Task prompt — Reproduce the passage on the Book of the Twelve word for word, starting at "Hosea opens the" and ending at "turned from them.".

Text section —
▽
The Book of the Twelve consists of the rudely called “Minor Prophets.” I say rude because these small works contain some of the most challenging and profound things in the Bible. The canonical arrangement of our English Bible has the “Old Testament” ending with these books (Malachi) but the Hebrew Bible arrangement ends with Chronicles. Thus the Book opens with the heartbreaking love story of Hosea/Gomer and ends with the promise that God is turning the hearts of the people and protection of the land from the curse. Each of the Twelve (except Nahum) speaks powerfully of the faithlessness of God’s people. Who can forget Gomer? Amos’ denunciations? Jonah’s folly? Habakkuk’s lament?

But have you noticed that the Book seems to have a progression of thought? Nearly hopelessness as the Book opens in Hosea and Amos to dreams and visions of hope in Haggai through Malachi? Further have you noticed that at the conclusion of ALL the Twelve – regardless of how harsh the previous material of the book has been – end with the message of Exodus 34.6-7? That is the message of Hesed (steadfast love), mercy and grace. The only exception to this is Jonah where Ex 34.6-7 appears explicitly but not as Good News but scandal. I want to actually show you this stunning and overlooked fact. This will take more than 148 characters but I hope it will be worth your time to see this grace structure in the Hebrew Bible.

Hosea opens the Book of the Twelve. There is no shortage of images of Yahweh’s hesed, mercy and grace in the face of the outrageous unfaithfulness of God’s people. Indeed the SUFFERING of God on account of the people comes to the forefront so powerfully that H. Wheeler Robinson years ago could speak of Hosea’s Cross! The pain caused Yahweh by our unfaithfulness is as stunning and gripping as anything in the “New Testament.” Judgment is promised here in Hosea but at great cost to GOD (see Hosea 11.1-11). But the last words for Hosea are not judgment but grace …

I will heal their [the disobedient people of God] disloyalty;
I will love them freely, for my anger has turned from them.
△
Material —
▽
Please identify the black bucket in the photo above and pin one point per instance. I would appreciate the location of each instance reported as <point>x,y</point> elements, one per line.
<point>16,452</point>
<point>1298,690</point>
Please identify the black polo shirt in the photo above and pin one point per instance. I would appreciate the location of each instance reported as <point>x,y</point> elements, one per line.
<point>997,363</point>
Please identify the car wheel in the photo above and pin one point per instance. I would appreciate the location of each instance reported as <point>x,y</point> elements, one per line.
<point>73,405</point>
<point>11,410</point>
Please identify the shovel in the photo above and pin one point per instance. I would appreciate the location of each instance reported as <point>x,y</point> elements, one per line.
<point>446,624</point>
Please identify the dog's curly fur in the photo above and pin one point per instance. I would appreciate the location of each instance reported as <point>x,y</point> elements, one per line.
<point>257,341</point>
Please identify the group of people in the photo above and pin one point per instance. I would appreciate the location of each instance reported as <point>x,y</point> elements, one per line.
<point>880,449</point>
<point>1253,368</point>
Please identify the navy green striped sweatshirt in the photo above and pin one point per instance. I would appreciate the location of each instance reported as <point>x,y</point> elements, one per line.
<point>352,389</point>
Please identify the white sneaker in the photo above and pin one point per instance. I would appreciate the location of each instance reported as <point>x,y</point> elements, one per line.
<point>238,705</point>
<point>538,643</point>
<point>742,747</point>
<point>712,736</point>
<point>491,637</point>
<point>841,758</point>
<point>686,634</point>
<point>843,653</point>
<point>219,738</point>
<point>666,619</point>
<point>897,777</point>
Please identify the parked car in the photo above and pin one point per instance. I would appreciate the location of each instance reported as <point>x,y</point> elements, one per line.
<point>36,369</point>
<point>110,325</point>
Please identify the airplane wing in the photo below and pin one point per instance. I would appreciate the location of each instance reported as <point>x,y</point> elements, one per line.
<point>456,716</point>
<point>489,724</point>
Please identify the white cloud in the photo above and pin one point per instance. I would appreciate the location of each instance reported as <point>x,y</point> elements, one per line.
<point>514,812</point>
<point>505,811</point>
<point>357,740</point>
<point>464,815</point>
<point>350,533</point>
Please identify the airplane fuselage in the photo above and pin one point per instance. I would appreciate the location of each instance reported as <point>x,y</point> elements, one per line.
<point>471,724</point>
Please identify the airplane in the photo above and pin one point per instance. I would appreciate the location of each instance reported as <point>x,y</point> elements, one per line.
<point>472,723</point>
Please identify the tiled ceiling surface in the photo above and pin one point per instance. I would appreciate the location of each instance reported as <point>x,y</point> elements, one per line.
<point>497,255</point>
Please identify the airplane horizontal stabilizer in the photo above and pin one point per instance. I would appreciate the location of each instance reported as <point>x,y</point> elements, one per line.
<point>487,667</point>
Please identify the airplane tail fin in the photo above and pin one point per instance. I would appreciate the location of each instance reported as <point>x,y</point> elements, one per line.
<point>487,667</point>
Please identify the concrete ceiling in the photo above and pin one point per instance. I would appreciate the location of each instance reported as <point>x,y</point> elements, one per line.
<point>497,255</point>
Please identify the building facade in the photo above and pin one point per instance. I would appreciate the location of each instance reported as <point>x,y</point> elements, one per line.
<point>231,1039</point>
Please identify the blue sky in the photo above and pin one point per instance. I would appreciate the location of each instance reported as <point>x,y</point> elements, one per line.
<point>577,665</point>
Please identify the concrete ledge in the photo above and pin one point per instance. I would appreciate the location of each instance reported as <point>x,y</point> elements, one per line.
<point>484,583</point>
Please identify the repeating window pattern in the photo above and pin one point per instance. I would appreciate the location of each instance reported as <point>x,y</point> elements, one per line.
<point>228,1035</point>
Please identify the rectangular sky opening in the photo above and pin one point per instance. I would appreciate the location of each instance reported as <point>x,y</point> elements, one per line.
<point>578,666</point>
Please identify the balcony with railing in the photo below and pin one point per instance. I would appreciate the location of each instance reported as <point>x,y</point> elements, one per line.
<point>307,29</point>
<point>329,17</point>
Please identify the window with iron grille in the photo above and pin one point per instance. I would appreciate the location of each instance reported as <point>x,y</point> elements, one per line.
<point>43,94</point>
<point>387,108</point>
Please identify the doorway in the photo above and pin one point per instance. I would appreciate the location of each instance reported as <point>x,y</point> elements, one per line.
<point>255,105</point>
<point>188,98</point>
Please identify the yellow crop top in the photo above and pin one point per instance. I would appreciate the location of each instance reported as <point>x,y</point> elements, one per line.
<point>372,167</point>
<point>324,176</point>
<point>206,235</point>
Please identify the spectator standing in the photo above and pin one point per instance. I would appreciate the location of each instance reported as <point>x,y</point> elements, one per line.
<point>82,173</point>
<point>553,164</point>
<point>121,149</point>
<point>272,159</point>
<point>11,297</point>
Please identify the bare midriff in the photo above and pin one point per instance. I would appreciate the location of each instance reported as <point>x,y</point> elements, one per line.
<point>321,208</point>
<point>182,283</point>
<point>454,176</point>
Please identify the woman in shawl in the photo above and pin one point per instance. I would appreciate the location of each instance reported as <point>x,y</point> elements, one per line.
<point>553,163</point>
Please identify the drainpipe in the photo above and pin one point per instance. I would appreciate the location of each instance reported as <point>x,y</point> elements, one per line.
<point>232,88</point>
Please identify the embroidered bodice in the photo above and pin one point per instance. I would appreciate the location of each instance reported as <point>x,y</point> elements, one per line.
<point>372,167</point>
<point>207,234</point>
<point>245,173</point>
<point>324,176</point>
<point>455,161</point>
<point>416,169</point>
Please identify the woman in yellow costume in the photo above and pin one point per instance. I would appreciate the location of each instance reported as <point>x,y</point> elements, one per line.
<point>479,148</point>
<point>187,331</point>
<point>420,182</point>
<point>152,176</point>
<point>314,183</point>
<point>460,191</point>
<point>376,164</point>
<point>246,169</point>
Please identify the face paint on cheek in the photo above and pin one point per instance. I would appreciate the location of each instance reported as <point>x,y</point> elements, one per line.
△
Reply —
Hosea opens the Book of the Twelve. There is no shortage of images of Yahweh’s hesed, mercy and grace in the face of the outrageous unfaithfulness of God’s people. Indeed the SUFFERING of God on account of the people comes to the forefront so powerfully that H. Wheeler Robinson years ago could speak of Hosea’s Cross! The pain caused Yahweh by our unfaithfulness is as stunning and gripping as anything in the “New Testament.” Judgment is promised here in Hosea but at great cost to GOD (see Hosea 11.1-11). But the last words for Hosea are not judgment but grace …

I will heal their [the disobedient people of God] disloyalty;
I will love them freely, for my anger has turned from them.